Work order. Starting at the first line of the data, print each line verbatim up to and including the line bearing "Target: asphalt road", omitting pictures.

[Extracted data entries]
▬▬▬▬▬▬▬▬▬▬

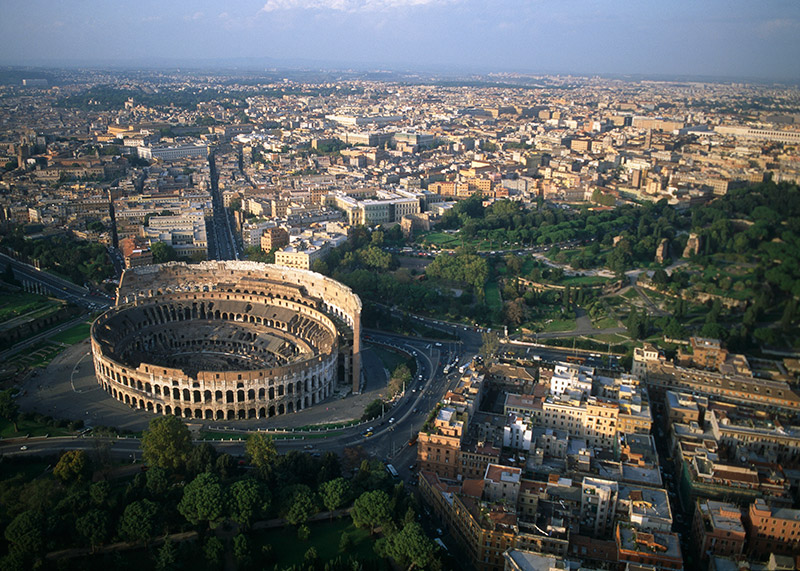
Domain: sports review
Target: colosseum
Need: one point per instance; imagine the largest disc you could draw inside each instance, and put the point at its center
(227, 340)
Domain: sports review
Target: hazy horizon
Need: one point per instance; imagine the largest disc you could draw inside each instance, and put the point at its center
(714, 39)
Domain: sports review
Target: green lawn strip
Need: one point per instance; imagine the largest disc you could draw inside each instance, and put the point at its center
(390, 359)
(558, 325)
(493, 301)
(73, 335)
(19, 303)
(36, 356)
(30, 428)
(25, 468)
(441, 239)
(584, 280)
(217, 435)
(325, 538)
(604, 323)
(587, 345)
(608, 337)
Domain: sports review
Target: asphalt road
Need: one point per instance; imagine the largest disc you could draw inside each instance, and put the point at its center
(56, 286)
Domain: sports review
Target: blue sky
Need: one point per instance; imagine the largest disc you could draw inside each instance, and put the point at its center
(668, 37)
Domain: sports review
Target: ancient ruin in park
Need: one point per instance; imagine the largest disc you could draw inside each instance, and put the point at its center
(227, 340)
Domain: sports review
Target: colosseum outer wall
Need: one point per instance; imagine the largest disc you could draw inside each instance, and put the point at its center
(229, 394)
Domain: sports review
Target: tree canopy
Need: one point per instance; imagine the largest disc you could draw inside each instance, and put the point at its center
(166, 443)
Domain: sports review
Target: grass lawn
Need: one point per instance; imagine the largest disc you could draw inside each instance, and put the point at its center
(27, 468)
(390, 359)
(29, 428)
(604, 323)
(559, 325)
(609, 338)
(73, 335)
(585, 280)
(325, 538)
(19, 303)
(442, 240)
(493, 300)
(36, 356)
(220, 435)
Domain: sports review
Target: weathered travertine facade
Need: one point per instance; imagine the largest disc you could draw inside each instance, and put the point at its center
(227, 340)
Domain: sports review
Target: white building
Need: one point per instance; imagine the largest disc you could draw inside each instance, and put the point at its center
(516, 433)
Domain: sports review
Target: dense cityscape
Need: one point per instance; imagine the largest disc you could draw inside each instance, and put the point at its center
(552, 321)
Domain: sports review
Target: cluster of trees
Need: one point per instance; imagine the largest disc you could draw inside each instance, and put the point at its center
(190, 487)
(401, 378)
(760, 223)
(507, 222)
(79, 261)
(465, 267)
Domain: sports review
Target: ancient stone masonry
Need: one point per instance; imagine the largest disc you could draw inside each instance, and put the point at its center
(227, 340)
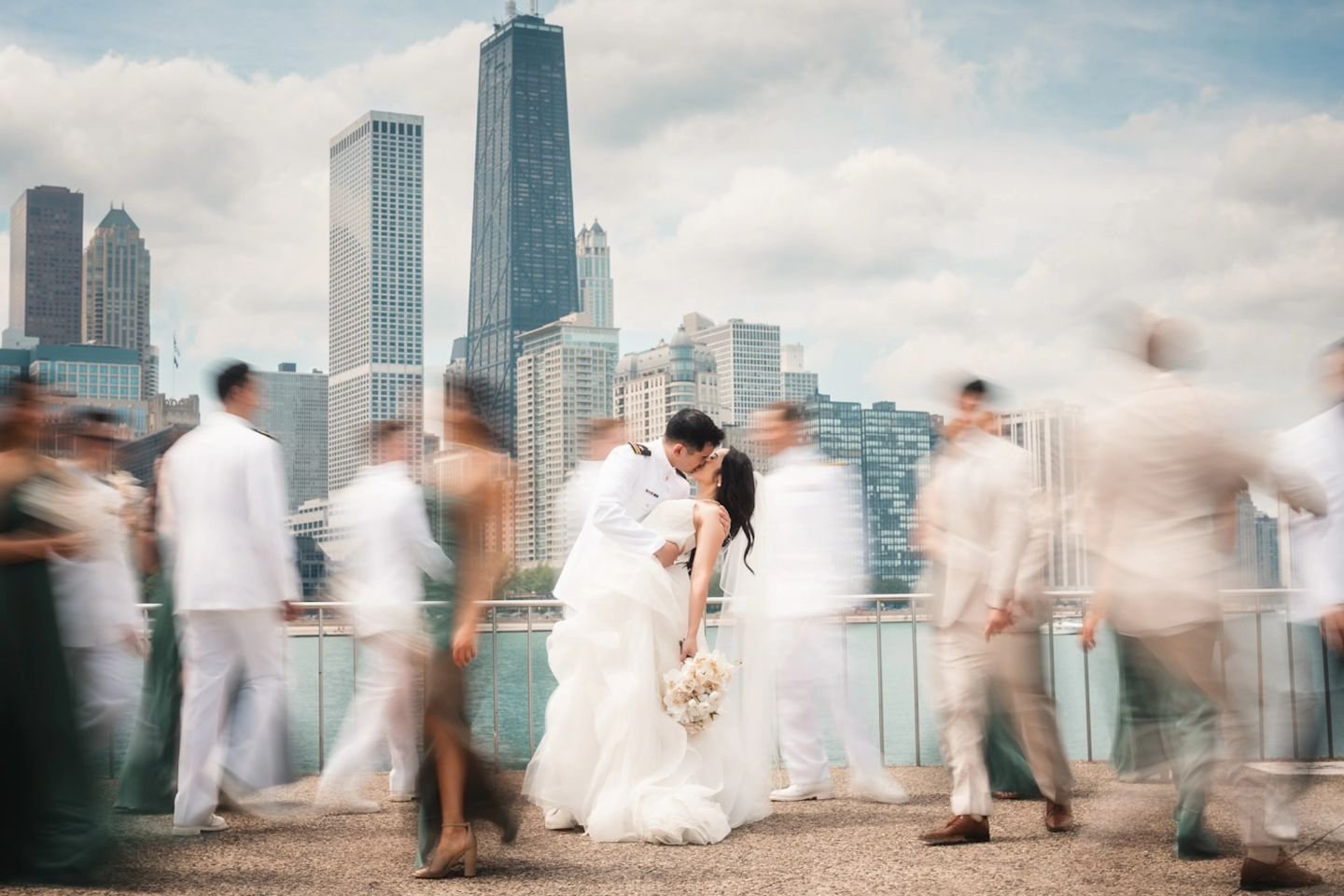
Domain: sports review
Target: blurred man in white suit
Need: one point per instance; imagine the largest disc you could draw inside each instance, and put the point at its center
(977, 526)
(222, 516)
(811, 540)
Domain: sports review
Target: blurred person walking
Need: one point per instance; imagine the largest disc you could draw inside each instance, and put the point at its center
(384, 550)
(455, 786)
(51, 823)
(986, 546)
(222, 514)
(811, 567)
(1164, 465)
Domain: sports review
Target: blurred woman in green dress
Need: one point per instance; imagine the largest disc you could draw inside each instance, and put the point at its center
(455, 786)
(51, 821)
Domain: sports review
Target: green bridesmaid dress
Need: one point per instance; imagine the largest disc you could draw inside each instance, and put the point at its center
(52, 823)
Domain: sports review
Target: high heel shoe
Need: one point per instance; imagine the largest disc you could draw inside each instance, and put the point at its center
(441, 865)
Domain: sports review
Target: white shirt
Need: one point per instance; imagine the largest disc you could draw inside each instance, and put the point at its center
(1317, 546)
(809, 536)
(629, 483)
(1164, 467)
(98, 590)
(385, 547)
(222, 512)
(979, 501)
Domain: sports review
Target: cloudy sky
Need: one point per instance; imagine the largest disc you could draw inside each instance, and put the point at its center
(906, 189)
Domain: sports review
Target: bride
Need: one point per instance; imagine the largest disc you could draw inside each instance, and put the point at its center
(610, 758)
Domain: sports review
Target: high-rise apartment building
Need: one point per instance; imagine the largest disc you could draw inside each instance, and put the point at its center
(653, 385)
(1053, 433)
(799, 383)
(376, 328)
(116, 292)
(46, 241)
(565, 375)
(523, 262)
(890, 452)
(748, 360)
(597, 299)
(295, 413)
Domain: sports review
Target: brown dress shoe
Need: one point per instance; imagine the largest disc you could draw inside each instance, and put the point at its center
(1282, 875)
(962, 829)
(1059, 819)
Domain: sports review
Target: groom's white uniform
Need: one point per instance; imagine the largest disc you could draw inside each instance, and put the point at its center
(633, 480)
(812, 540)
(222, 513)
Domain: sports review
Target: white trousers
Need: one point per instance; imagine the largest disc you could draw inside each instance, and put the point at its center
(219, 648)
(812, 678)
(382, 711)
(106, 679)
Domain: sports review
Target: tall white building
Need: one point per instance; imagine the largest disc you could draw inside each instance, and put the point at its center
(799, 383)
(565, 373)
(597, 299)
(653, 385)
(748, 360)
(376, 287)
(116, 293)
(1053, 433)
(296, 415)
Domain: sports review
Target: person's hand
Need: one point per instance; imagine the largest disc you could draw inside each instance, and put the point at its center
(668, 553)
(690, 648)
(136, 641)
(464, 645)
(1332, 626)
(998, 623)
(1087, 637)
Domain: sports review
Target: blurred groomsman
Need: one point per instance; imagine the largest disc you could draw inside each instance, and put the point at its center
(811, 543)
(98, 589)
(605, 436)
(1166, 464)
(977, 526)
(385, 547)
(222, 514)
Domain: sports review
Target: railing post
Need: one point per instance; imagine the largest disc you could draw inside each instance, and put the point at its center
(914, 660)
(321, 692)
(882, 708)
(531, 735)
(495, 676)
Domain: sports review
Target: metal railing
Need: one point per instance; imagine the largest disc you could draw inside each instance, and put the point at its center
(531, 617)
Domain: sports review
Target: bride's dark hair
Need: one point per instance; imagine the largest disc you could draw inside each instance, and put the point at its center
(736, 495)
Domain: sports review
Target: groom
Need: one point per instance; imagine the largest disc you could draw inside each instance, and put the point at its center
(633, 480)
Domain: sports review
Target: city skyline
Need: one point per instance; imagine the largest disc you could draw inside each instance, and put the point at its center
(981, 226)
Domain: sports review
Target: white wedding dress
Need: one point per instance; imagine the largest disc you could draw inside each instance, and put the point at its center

▬▬▬▬▬▬▬▬▬▬

Exercise output.
Domain: sports review
Target: colosseum
Need: one point per instance; imagine the largest disc you could draw inside each instance, and put the point at its center
(227, 340)
Domain: sports review
Target: hazy horizon
Need: one point per instance; imagine the largest disc you could draw inside each instance, and put the point at its center
(714, 39)
Domain: sports review
Target: green lawn strip
Need: one point per instance; imagine the largest disc you could draw inside each instance, and put the point at its center
(390, 359)
(558, 325)
(493, 301)
(73, 335)
(19, 303)
(36, 356)
(30, 428)
(25, 468)
(441, 239)
(584, 280)
(217, 435)
(325, 538)
(604, 323)
(587, 345)
(608, 337)
Domain: sports review
Target: asphalt road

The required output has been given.